EXERCISE BRIEF — Show, from the records below, all lines that contain the word "concrete".

INPUT MATERIAL —

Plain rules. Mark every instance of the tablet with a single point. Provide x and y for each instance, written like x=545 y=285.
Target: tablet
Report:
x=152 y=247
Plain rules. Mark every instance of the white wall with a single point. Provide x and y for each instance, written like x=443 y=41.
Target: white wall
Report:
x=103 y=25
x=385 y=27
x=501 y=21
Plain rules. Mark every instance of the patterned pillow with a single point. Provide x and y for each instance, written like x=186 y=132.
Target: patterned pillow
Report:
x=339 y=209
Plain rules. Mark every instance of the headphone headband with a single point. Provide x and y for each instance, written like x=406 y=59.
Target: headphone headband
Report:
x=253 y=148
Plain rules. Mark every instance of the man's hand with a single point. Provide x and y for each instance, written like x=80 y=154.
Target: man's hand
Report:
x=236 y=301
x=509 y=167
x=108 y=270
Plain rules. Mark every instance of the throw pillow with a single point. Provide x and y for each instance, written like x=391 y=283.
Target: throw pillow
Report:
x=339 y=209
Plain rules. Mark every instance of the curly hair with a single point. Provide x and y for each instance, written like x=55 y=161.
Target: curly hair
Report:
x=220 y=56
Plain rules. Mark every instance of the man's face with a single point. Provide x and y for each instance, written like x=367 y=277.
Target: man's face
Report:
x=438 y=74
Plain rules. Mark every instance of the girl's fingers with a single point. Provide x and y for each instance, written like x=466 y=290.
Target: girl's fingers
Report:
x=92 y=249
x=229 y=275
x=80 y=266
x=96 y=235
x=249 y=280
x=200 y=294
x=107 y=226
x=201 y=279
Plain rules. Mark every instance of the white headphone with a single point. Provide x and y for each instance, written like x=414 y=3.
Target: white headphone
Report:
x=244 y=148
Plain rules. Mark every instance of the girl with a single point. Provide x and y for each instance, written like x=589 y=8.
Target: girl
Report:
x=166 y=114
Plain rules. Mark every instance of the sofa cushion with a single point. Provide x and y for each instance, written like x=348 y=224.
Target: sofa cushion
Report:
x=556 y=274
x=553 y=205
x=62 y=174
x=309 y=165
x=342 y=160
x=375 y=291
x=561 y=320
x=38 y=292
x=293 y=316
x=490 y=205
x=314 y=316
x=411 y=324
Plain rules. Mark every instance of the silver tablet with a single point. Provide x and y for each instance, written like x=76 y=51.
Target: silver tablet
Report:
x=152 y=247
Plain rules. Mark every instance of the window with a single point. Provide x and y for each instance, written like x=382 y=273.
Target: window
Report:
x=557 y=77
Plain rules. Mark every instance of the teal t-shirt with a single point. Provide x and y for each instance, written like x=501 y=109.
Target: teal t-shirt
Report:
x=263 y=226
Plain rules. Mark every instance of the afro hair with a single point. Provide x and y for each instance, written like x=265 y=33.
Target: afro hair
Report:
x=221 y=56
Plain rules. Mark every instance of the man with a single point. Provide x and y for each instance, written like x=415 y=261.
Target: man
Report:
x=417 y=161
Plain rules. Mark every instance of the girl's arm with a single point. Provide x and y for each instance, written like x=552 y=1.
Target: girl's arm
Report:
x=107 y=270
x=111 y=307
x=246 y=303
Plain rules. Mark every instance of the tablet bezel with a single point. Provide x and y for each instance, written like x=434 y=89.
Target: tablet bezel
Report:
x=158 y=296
* * *
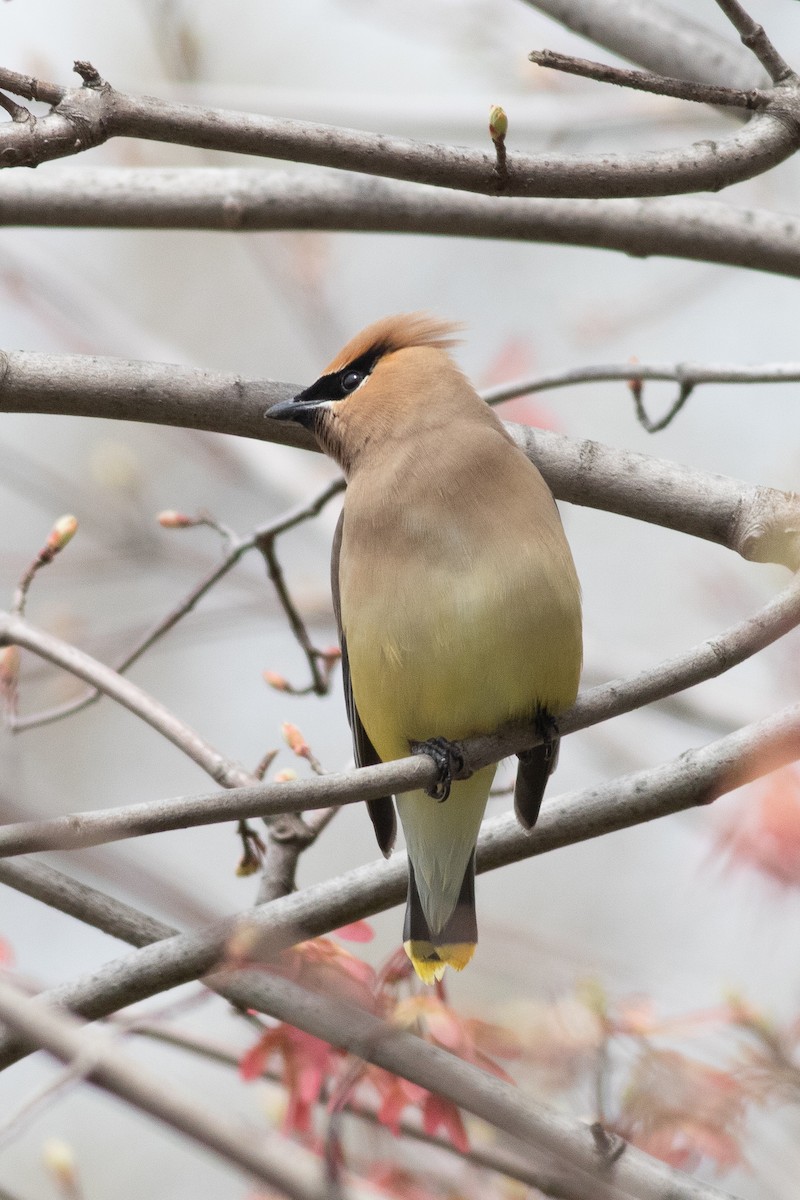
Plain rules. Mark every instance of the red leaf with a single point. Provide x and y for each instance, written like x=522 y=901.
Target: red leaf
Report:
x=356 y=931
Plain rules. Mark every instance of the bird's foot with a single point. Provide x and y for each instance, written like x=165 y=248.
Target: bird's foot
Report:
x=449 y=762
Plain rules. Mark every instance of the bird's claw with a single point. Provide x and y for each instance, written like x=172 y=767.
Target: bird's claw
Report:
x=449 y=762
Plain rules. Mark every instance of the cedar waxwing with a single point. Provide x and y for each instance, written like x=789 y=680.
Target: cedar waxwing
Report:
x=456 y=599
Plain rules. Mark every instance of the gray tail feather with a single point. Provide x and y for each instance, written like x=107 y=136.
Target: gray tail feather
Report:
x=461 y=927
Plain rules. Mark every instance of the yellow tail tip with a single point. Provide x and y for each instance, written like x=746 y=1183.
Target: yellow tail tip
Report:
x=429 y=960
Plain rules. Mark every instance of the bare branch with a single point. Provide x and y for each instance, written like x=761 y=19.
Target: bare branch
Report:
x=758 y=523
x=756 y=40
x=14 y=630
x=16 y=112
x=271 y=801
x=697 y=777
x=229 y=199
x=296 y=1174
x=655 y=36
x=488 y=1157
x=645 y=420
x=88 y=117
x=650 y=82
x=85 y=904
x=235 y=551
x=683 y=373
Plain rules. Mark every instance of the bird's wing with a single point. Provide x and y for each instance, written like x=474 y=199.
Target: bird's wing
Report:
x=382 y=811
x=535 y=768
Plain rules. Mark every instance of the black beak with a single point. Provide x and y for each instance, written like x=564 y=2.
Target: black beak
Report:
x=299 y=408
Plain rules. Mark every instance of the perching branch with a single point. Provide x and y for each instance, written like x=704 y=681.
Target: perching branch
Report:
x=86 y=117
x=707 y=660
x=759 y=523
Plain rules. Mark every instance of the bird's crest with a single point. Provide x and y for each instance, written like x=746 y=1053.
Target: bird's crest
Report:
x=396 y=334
---
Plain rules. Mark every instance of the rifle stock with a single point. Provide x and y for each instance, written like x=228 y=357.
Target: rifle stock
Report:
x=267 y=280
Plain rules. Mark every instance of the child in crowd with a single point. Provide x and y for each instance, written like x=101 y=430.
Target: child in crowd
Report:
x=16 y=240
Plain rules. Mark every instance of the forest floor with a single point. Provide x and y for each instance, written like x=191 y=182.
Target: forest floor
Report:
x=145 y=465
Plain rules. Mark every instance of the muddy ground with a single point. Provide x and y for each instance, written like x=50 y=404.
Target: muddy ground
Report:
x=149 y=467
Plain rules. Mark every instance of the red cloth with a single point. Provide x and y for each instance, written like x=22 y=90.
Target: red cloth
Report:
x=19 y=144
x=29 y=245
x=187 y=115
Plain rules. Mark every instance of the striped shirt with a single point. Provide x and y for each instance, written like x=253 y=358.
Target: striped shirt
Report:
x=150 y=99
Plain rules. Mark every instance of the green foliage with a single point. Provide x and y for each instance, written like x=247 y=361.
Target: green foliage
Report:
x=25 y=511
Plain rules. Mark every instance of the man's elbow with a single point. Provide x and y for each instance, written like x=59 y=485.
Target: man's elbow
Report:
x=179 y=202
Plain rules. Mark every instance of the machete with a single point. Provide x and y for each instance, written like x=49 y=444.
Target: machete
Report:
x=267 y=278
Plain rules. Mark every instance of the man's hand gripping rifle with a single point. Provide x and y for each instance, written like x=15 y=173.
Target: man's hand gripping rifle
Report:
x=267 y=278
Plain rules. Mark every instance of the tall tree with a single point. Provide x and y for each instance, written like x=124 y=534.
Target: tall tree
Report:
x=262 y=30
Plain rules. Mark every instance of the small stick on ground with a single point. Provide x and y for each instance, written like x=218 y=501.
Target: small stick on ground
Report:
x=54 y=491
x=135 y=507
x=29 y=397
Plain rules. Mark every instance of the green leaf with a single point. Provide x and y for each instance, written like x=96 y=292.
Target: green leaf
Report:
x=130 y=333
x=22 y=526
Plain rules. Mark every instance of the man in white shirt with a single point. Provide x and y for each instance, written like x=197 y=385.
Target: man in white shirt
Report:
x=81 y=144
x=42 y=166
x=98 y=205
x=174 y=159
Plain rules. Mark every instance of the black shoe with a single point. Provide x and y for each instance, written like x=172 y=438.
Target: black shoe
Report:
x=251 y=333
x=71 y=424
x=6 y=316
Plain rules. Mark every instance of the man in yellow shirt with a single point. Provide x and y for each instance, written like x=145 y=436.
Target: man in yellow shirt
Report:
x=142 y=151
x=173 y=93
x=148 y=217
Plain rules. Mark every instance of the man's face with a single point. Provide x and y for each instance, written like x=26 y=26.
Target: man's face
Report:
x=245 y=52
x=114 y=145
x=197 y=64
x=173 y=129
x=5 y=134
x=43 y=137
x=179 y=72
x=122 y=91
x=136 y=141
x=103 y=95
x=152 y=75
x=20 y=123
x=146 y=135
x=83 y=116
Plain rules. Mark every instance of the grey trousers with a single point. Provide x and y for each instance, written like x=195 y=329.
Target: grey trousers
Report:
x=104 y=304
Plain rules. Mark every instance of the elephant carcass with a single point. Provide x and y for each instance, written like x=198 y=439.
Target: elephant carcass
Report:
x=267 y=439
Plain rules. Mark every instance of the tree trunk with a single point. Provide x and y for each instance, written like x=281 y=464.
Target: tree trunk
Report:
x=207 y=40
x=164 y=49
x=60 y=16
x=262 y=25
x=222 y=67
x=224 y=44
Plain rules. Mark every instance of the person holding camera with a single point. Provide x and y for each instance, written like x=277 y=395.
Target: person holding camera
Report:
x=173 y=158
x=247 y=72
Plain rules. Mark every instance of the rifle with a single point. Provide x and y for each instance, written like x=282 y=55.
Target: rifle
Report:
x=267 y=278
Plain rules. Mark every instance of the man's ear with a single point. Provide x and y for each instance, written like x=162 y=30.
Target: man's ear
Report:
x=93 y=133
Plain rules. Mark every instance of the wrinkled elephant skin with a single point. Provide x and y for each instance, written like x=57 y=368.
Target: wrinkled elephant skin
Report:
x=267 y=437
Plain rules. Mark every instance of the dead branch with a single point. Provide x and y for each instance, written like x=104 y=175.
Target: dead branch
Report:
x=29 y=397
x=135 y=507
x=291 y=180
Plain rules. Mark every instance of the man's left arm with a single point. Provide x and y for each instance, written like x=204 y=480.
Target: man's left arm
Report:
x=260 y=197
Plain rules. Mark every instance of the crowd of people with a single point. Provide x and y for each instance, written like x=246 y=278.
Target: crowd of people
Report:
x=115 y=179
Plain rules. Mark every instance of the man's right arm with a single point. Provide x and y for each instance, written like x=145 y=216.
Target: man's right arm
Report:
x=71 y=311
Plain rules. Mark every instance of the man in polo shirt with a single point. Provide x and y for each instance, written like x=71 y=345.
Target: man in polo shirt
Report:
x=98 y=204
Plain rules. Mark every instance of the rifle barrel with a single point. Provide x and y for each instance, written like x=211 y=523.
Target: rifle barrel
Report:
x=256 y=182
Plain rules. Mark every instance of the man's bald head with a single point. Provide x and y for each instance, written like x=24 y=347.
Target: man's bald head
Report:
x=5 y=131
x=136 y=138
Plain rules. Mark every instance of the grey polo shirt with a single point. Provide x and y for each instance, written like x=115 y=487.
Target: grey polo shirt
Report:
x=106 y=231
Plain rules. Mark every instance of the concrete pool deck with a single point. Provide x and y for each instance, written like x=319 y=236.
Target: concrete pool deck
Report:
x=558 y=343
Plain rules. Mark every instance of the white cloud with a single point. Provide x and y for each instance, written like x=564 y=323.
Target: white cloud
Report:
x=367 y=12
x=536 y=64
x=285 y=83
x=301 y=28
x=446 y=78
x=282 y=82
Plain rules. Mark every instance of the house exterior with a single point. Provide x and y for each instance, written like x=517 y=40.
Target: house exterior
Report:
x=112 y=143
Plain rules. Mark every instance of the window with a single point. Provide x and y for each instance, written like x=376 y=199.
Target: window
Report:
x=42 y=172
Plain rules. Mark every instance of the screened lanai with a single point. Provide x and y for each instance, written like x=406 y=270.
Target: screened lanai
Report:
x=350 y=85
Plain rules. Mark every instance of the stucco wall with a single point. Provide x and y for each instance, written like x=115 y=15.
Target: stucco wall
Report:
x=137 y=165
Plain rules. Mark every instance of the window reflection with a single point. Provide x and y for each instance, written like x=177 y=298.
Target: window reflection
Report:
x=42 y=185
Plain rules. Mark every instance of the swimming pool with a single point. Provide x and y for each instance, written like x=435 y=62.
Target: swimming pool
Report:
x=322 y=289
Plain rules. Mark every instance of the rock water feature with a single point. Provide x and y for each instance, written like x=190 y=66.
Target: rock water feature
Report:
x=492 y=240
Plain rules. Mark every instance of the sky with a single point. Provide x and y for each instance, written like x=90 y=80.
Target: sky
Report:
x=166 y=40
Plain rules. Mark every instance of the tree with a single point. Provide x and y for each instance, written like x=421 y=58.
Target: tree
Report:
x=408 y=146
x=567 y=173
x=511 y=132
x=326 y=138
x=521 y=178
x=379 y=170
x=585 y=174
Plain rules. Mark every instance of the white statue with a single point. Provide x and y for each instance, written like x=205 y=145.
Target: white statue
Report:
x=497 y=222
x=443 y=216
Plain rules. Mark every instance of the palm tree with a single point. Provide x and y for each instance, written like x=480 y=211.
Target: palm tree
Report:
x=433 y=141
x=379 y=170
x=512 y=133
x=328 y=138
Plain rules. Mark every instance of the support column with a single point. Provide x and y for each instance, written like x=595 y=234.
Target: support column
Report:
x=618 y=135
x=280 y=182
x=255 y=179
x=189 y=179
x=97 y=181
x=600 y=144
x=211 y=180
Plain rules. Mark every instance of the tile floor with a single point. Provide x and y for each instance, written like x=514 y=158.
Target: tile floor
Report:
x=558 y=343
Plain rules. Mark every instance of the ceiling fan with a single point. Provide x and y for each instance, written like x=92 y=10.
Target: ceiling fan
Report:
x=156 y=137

SOLVED PROBLEM —
Plain rules. Mark every instance of the concrete pool deck with a single point. Provide x and y for each instance, written like x=319 y=236.
Target: concrete pool deck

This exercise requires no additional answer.